=== THE EXERCISE ===
Extract every line of the listing below and reproduce each one verbatim, in its original order.

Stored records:
◇ ◇ ◇ ◇

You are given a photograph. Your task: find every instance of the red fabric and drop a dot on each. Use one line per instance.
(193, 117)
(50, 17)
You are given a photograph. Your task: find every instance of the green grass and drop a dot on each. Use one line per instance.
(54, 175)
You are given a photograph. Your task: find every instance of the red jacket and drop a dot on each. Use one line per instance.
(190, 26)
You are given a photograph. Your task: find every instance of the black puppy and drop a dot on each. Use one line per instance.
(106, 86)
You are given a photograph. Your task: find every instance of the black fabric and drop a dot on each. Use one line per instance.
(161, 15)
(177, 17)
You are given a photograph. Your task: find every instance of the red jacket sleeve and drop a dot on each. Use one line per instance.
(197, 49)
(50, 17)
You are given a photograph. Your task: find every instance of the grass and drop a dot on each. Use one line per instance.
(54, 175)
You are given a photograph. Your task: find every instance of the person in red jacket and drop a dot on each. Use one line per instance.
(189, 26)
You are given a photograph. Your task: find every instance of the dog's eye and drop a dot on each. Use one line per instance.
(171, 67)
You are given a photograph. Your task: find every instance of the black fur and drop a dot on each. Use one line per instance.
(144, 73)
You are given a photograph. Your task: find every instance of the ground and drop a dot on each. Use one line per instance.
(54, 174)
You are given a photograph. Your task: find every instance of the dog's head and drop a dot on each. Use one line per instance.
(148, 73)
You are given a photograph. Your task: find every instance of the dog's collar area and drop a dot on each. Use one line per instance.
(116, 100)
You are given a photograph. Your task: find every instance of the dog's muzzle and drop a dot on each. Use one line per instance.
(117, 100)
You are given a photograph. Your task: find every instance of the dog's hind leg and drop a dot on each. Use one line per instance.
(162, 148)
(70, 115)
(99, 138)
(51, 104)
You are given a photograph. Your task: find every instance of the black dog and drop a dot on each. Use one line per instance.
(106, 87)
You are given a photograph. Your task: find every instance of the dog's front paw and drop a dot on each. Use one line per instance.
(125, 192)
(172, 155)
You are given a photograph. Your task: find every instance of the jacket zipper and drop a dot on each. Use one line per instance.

◇ ◇ ◇ ◇

=== CORRECT OUTPUT ===
You are given a photograph. Your task: find every instance of the red fabric and drop a dot on each. Use one line per instance.
(193, 117)
(50, 17)
You are given a photograph. Your task: find every instance of the green grass and drop a dot on each. Use one line per instance.
(54, 175)
You are given a photograph. Your task: find every instance of the red jacket and drop a dot on each. Use one line per instance.
(190, 26)
You are given a photograph. Your task: find every instance of the black puppy and drop a dot on each. Use one line per instance.
(106, 86)
You are given a photograph. Your task: find every instance of the black fabric and drop a dot on each. Use one line per instance.
(161, 15)
(177, 17)
You are given a photograph. Your task: find every instance of the red jacket sleeve and drop a dot on each. Use one line per instance.
(197, 49)
(50, 17)
You are given a photograph. Your task: find every instance of the grass and drop a dot on each. Use one line per instance.
(54, 175)
You are given a photograph. Your task: find every instance of the person in red jacket and drop a dot on each. Use one line per instance.
(189, 26)
You are given a photograph. Your task: find every instance of the dog's eye and drop a dot on each. Use one line per instance.
(171, 67)
You are given a photograph. Your task: find every instance of the black fur and drop a dot on each. Use one line per instance.
(144, 73)
You are given a photograph. Your task: find every instance of the ground and drop a dot on each. Use one line per instance.
(54, 174)
You are given a photograph. Your task: find every instance of the dog's head and drop a dot on each. Use one line per instance.
(148, 73)
You are given a photograph. Your task: find every instance of the dog's collar area and drop a dot on each. Use one line per instance.
(116, 100)
You are given a photograph. Your task: find every instance of the dog's muzzle and drop a dot on each. Use one line per instance.
(117, 100)
You are given a photograph. Your task: find every instance of the dog's hind leg and drop a dot on each. Use one line per instance.
(162, 148)
(70, 115)
(99, 138)
(51, 104)
You are given a photograph. Your task: find every instance of the black dog and drop a dot on each. Use one line per instance.
(106, 87)
You are given a photograph. Your task: find every instance of the dog's front paw and drop a dot on each. Use one line per instance.
(125, 192)
(172, 155)
You are given a photograph. Your task: find every instance of the jacket zipper and drop a dot on each. Use one line per instance.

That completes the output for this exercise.